● **Given task**
Reproduce every line of the material below without alteration.

╔══

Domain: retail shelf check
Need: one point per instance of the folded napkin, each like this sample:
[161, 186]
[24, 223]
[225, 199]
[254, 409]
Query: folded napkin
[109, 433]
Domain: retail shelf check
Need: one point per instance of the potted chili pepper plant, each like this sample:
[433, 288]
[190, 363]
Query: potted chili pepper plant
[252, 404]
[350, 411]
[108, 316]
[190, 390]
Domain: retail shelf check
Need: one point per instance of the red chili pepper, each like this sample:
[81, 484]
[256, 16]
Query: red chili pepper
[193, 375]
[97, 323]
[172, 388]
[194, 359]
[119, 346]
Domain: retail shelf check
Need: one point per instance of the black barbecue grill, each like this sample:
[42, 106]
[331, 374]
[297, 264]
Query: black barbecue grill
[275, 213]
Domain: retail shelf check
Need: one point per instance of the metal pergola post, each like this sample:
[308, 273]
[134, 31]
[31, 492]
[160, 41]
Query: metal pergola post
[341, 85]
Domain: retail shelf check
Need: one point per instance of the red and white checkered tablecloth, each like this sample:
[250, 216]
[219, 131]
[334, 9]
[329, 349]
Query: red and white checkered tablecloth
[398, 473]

╚══

● **Exercise response**
Domain: retail shelf check
Need: one point per instance of the folded napkin, each like this sample:
[161, 186]
[24, 223]
[225, 199]
[254, 409]
Query: folded napkin
[109, 433]
Domain: retail shelf check
Need: one point per instance of the potted chili pepper plant, each like this sample:
[433, 288]
[190, 363]
Query: potted chili pepper plant
[252, 404]
[350, 411]
[108, 316]
[190, 390]
Domain: retail shelf check
Need: one point per instance of the red chili pepper, each like this sample:
[81, 484]
[256, 16]
Query: red chili pepper
[193, 375]
[97, 323]
[172, 388]
[194, 359]
[119, 346]
Domain: retail shelf check
Need: one point per instance of the black barbecue grill, each like this sample:
[42, 106]
[331, 374]
[297, 264]
Query: black barbecue grill
[275, 213]
Domain: retail shelf check
Need: one point per instance of the metal pergola post, each like this sample:
[308, 273]
[134, 31]
[31, 492]
[160, 41]
Query: metal pergola post
[341, 85]
Domain: retail shelf check
Need: one point per instance of the red and white checkered tablecloth, each like this sample:
[250, 216]
[219, 131]
[334, 9]
[329, 349]
Query: red and white checkered tablecloth
[398, 473]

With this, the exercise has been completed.